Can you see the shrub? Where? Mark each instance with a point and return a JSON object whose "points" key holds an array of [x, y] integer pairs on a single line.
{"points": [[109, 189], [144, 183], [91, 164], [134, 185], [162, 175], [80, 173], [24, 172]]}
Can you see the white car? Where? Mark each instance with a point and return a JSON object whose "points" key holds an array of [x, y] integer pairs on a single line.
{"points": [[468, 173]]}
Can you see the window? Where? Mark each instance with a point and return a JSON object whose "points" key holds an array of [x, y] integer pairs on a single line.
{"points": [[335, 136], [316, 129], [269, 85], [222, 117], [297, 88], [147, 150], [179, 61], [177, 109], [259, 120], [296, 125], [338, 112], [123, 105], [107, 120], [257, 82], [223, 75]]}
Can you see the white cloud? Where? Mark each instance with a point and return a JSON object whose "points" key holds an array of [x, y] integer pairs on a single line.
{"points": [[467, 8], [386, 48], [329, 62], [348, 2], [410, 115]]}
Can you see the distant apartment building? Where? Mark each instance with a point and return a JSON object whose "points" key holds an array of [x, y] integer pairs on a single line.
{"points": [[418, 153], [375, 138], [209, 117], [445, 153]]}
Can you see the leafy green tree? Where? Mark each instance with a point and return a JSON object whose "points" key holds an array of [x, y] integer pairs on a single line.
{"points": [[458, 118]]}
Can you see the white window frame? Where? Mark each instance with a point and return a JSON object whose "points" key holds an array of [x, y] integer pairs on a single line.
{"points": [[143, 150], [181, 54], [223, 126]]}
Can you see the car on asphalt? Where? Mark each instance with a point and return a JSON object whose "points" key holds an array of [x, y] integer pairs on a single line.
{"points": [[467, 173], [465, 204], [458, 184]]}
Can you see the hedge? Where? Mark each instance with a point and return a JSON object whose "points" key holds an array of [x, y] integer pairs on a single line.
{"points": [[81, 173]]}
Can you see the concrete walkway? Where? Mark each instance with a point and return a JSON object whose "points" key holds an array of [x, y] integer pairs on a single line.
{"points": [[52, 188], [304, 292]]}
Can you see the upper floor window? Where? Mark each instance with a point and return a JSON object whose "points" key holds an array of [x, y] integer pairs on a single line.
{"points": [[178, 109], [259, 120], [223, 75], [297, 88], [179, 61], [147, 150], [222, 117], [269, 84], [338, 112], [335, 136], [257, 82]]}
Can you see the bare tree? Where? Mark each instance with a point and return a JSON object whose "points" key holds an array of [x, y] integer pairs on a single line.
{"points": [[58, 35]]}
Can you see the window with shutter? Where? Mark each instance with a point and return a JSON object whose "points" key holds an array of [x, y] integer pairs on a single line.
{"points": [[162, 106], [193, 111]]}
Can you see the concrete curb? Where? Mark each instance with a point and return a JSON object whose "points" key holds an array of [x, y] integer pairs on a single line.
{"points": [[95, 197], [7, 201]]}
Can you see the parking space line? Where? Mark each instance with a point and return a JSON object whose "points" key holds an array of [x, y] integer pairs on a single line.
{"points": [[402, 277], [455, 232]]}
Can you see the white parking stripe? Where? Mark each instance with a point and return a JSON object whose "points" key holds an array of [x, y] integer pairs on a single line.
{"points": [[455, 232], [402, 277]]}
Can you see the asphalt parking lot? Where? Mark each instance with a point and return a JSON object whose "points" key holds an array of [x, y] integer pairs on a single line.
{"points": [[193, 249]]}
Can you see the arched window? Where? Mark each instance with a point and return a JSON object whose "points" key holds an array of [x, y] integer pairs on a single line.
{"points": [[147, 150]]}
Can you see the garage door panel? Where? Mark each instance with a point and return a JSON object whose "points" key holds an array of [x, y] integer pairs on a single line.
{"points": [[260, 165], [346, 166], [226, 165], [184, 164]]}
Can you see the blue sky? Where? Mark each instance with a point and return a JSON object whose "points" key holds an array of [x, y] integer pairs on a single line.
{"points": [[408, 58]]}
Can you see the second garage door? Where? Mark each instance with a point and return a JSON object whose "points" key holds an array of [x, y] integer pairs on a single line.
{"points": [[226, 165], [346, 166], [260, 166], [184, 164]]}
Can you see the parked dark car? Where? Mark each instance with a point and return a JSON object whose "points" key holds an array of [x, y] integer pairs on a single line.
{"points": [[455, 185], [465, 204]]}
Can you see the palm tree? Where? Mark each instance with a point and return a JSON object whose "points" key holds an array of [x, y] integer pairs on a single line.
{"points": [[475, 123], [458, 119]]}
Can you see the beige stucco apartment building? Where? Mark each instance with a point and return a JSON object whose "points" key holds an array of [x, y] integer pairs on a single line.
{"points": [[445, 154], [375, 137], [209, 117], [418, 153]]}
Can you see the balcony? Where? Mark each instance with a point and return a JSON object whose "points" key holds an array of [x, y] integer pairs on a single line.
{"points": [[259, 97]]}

__Task instructions__
Render the material above as a numbered list, leaving out any blank lines.

__The response__
1. Can you see the shrub? Where? Mark each instance with a point and return a JSON object whose "points" key holds an array of [x, y] integer pairs on a single line.
2. {"points": [[109, 189], [144, 183], [91, 164], [134, 185], [162, 175], [80, 173], [24, 172]]}
3. Can you see the white car? Where? Mark each instance with a point and return a JSON object whose "points" key holds an array of [x, y] integer pairs on a single line.
4. {"points": [[468, 173]]}
5. Can you see the window? Where? Mark each instance with a point and return a JSON object whose "points" key holds an array of [x, y] integer pairs on a single line.
6. {"points": [[335, 136], [316, 129], [269, 85], [222, 117], [297, 88], [147, 150], [179, 61], [177, 109], [259, 120], [296, 125], [338, 112], [123, 105], [107, 120], [257, 82], [223, 75]]}
7. Can you see the white cloud? Where? Mark each instance with a point and return a JSON object whose "points" key holds an array of [x, y] integer pairs on a single line.
8. {"points": [[467, 8], [386, 48], [329, 62], [348, 2], [410, 115]]}
9. Can you see the distant apartment building? Where? Mark each instance with a point and return a JSON object whose "points" key holds an array of [x, y] integer pairs on a single line.
10. {"points": [[418, 153], [375, 138], [209, 117], [445, 153]]}
11. Can you see the leafy green tree? Where? Mark each instance with a point and return a JSON object whose "points" key holds an array of [x, y] integer pairs on a single line.
12. {"points": [[458, 118]]}
13. Can you see the white window frame? Where? Mark each instance with a point and return a JSON object whose "points" key holds an array of [x, y] integer pairs on a single line.
14. {"points": [[143, 150], [181, 54], [223, 126]]}
15. Can you see the car on asphalt? Where? Mark each instance with a point and return a JSON object whose "points" key holds an array of [x, y] integer pairs on a single line.
16. {"points": [[467, 173], [465, 204], [458, 184]]}
17. Can you see the hedge? Where? Mark each instance with a point and return a JSON object whose "points" key holds an array of [x, y] integer pairs on a single line.
18. {"points": [[81, 173]]}
19. Can you see the concrete walkway? Where? Mark each instance with a point and return a JSON object whose "points" key holds an array of [x, y] integer pairs on a single line.
20. {"points": [[52, 188], [304, 292]]}
21. Can you see the upper floor window? Where? Mark each instance with a point and return a JSON object whose "points" key holds an array of [x, y] integer pairs on a single line.
22. {"points": [[178, 109], [259, 120], [223, 75], [297, 88], [179, 61], [147, 150], [222, 117], [269, 84], [338, 112], [335, 136], [257, 82]]}
23. Can you see the bare tree? Where? Mark each instance with a point and return a JSON object whose "points" key holds an array of [x, y] integer pairs on a single line.
24. {"points": [[58, 35]]}
25. Can you see the window with shutter? Where? Mark each instance with a point and return a JSON object whose "points" key holds an array of [x, y] integer pairs on a single line.
26. {"points": [[162, 106], [193, 111]]}
27. Can you see the concrete curb? Where? Mark each instance with a point and return a JSON object whose "points" key holds an array of [x, y] integer pairs on a single line.
28. {"points": [[95, 197], [7, 201]]}
29. Can you see the parking space line? Where? Mark each instance with a point and return a JSON object whose "points" key holds an array of [x, y] integer pairs on a single line.
30. {"points": [[402, 277], [455, 232]]}
31. Can you see the white parking stripe? Where? Mark each instance with a point and return a JSON object whose "points" key holds an array of [x, y] integer pairs on a single line.
32. {"points": [[455, 232], [402, 277]]}
33. Can you see the asphalt parking lot? Where? Mark each instance with a point and return a JSON object whose "points" key holds an array of [x, y] integer pairs on a single line.
34. {"points": [[193, 249]]}
35. Can you see the arched window? Where? Mark each instance with a point and return a JSON object whose "points" key holds an array of [x, y] integer pairs on a single line.
36. {"points": [[147, 150]]}
37. Can you see the garage door panel? Where? Mark each instance with a point and return a JSON object whose "points" key holds an array of [x, y] integer pairs on a single line.
38. {"points": [[260, 165], [346, 166], [226, 165], [184, 164]]}
39. Can you see the blue sky? Where? Mark each instance with a point and return a JSON object whose "points" key holds an array of [x, y] integer pairs on a single line.
40. {"points": [[408, 58]]}
41. Can you see the second garage door? Where? Mark each instance with a point and return a JSON object whose "points" key holds an array of [x, y] integer pairs on a single line.
42. {"points": [[226, 165], [346, 166], [260, 166], [184, 164]]}
43. Can you see the parked dark car? Where? Mark each instance with a point and return a JSON object whose "points" key holds an array of [x, y] integer pairs on a single line.
44. {"points": [[455, 185], [465, 204]]}
45. Can you see the palm tree? Where? Mark each instance with a point and return a JSON object whose "points" key holds an array of [x, y] integer pairs on a single line.
46. {"points": [[475, 123], [458, 119]]}
47. Can you see the beige stucco apartment building? Where? Mark each instance with a point and return a JSON object whose "points" key holds an array of [x, y] integer pairs on a single line.
48. {"points": [[445, 154], [375, 137], [209, 117], [418, 153]]}
49. Can you see the balcony? Where? Mark each instance with a point and return a JSON object whose "points" key holds an array of [x, y] integer pairs on a single line.
50. {"points": [[259, 97]]}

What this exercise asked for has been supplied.